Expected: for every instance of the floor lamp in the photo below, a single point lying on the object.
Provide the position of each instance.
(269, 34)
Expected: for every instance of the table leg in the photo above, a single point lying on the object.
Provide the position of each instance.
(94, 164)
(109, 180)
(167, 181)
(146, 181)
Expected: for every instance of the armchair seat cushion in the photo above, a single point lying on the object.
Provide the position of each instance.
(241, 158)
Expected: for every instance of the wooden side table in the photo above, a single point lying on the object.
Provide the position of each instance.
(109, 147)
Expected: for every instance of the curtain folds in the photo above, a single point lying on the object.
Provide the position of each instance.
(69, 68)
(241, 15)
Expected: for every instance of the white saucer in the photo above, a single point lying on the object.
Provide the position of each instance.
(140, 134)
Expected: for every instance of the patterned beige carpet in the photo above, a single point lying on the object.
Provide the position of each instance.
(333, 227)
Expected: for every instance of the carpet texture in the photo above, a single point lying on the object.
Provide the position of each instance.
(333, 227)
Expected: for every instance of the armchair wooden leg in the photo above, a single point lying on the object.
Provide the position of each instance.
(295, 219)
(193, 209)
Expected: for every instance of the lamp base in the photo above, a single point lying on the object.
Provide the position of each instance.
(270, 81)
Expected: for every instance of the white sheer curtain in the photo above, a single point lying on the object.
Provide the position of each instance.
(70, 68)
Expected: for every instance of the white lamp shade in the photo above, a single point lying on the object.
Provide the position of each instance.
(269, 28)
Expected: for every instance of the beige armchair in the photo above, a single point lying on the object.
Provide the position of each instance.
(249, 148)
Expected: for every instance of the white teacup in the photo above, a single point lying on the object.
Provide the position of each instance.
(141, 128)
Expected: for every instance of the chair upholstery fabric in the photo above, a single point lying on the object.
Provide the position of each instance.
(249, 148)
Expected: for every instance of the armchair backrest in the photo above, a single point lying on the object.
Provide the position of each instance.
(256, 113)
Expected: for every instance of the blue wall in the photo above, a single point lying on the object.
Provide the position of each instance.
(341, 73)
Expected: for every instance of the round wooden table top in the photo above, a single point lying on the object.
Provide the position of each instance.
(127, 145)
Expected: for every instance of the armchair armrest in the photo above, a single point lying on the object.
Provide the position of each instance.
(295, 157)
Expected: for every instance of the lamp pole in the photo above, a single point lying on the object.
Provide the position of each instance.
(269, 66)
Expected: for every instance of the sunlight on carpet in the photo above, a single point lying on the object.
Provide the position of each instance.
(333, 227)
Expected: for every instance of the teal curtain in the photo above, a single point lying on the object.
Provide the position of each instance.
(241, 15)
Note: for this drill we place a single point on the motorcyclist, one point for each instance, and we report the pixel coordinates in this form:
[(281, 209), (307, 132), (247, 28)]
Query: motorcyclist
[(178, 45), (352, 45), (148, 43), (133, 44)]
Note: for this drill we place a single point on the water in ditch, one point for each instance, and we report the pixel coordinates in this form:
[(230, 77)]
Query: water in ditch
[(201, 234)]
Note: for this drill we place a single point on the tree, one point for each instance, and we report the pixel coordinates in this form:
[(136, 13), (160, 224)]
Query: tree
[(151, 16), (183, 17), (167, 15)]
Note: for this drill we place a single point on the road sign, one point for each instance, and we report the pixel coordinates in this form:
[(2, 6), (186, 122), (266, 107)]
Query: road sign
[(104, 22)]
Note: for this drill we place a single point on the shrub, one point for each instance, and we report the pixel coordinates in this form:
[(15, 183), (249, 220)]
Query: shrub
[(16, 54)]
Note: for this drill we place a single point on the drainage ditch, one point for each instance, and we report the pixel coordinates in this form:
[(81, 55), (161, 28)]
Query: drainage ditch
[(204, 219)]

- _Exercise instructions_: The lines to return run from the one containing "Expected: for every instance of the lamp pole" through the last line of the records above. Give them exactly and include nothing more.

- _Completed task_:
Expected: for every instance of the lamp pole in the photo above, a single point lying on the object.
Provide the position of each instance.
(269, 66)
Expected: for every instance of the sunlight on carpet in the photo above, a single point lying on the object.
Provide the position of each instance.
(333, 227)
Expected: for every instance of the teal curtain in the photo above, a single point lying on the object.
Provide the position of each instance.
(241, 15)
Note: for this drill we place a single point on the motorcyclist, one point for each instance, and we report the pixel coordinates in this form:
[(281, 209), (307, 132), (247, 28)]
Query: motorcyclist
[(178, 45), (352, 45), (148, 43), (133, 44)]
Note: for this drill we place a single point on the water in ditch, one point for each instance, and we report the pixel coordinates in this form:
[(230, 77)]
Query: water in ditch
[(201, 234)]
Note: for this drill we place a single point on the tree, one point for each instance, and we report the pixel coordinates in this form:
[(136, 13), (160, 224)]
Query: tree
[(151, 16), (183, 17), (167, 15)]
Note: for this drill we place a single point on the road sign, one point for each instance, and we report the pixel coordinates in this form:
[(2, 6), (186, 122), (266, 107)]
Query: road sign
[(104, 22)]
Note: for this drill we place a single point on the shrub, one point for each instance, and we report the pixel coordinates in this form:
[(15, 183), (249, 220)]
Query: shrub
[(16, 54)]
Note: for this drill we place a single point on the drainage ditch, one point for each instance, and we report the pixel coordinates in this form:
[(81, 55), (161, 28)]
Query: drainage ditch
[(204, 219)]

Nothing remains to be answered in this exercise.